◆ **Quoted text**
_____
Thank you very much, david_ten!!

The Swarm’s first awards were four years ago, in 2015, so I have been fortunate that the concept apparently has a good shelf life. Credit to Earl Geddes, whose idea I’m using (with his permission).

"Again, what about the swarm is unique other than being sold four woofers and told to place them a certain way?"

Totally valid question. As you have figured out, the concept can be implemented in many other ways.

The basic idea is to have a lot of bass sources distributed far apart around the room. Todd Welti and Earl Geddes were the first to advocate this specific approach to the best of my knowledge; Todd investigating symmetrical placement strategies and Earl investigating asymmetrical ones. They developed their ideas at approximately the same time but were unaware of one another’s work.

I don’t think any one feature or characteristic of the Swarm is unique, but I think the combination is probably unique, at least in its general price ballpark:

- The four passive subs are optimized for lower in-room extension than you normally see from 10" subwoofers (20 Hz ballpark), in part because we know in advance that we’ll be using four of them so we don’t need to optimize for max SPL.

- The single shelf-mounted amp that drives the four subs has some nice features, including a 4th order lowpass filter, a single band of parametric EQ, and a continuously-variable 0-180 degree phase control. And since it sits on a shelf, it’s less likely to fail (better cooling and less vibration) and easier to replace if it does. A second amp can be added for some performance improvement.

- The native response curve of the individual subwoofers is the approximate inverse of "typical" room gain. The individual subs have a pluggable port, which can transform them into low Qtc sealed boxes, better suited for small rooms. In my modest-sized living room, the ports are sealed in three out of the four.

- It’s easy to reverse the polarity of one of the subs, which usually improves the in-room smoothness (and smooth bass = fast bass).

- The woofers I use have unusually powerful motors. Their combined motor strength is greater than any single home audio woofer I am aware of (including the discontinued monsters from TC Sounds, Aura, and Acoupower), and to the best of my knowledge surpassed only by the most powerful 21" prosound subwoofers. Not sure "motor strength per dollar" is a thing, but if it were, the Swarm would score pretty high.

- WAF isn’t too bad. With the port and input terminals on the bottom of the box, and the woofer on a side, those sides faces the wall and then the subs just look like four wooden blocks, each with a footprint of one foot square and height a bit less than two feet.

In other words, I didn’t just package four subs together and concoct a marketing scheme. I started with Earl’s concept and made my design choices with a specific end in mind.

That being said, there is nothing about the Swarm that a hard-core DIYer couldn’t equal or surpass. Here is the amp that I use, in case anyone wants to give it a go:

Leland Crooks of Speaker Hardware offers 12" passive subwoofer kits that I designed, four of which would outperform the Swarm.

" Would this work if the speakers weren’t on t floor but up higher say close to the ceiling or in the ceiling facing down?" 


What would be really sweet is, three subs near the ceiling and the fourth one closer to the floor. This would usefully distribute the sources in the vertical dimension, complementing the distribution in the horizontal plane. But if that’s not feasible, four on the ceiling is just as good as four on the floor.
_____
Items stored in a collection

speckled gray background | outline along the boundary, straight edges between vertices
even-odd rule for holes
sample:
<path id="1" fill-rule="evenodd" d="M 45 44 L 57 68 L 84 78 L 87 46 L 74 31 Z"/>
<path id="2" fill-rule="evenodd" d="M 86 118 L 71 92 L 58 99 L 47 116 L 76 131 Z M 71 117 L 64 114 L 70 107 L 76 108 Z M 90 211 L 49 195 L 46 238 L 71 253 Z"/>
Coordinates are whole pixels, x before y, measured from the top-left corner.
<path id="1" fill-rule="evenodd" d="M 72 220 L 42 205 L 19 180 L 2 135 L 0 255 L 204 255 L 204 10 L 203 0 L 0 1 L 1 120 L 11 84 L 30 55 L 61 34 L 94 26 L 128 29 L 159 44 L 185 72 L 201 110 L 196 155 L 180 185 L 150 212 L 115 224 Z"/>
_____
◆ **List of tasks**
A. According to the subwoofer post, why is the amp less likely to fail when it sits on a shelf?
B. Copy the whole stored listing word for word.

◆ **Results for each task**
A. On a shelf, the amp gets better cooling and less vibration. That makes it less likely to fail, and it is also easier to replace if it does.

B.
speckled gray background | outline along the boundary, straight edges between vertices
even-odd rule for holes
sample:
<path id="1" fill-rule="evenodd" d="M 45 44 L 57 68 L 84 78 L 87 46 L 74 31 Z"/>
<path id="2" fill-rule="evenodd" d="M 86 118 L 71 92 L 58 99 L 47 116 L 76 131 Z M 71 117 L 64 114 L 70 107 L 76 108 Z M 90 211 L 49 195 L 46 238 L 71 253 Z"/>
Coordinates are whole pixels, x before y, measured from the top-left corner.
<path id="1" fill-rule="evenodd" d="M 72 220 L 42 205 L 19 180 L 2 135 L 0 255 L 204 255 L 204 10 L 203 0 L 0 1 L 1 120 L 11 84 L 30 55 L 61 34 L 94 26 L 128 29 L 159 44 L 185 72 L 201 110 L 196 155 L 180 185 L 150 212 L 115 224 Z"/>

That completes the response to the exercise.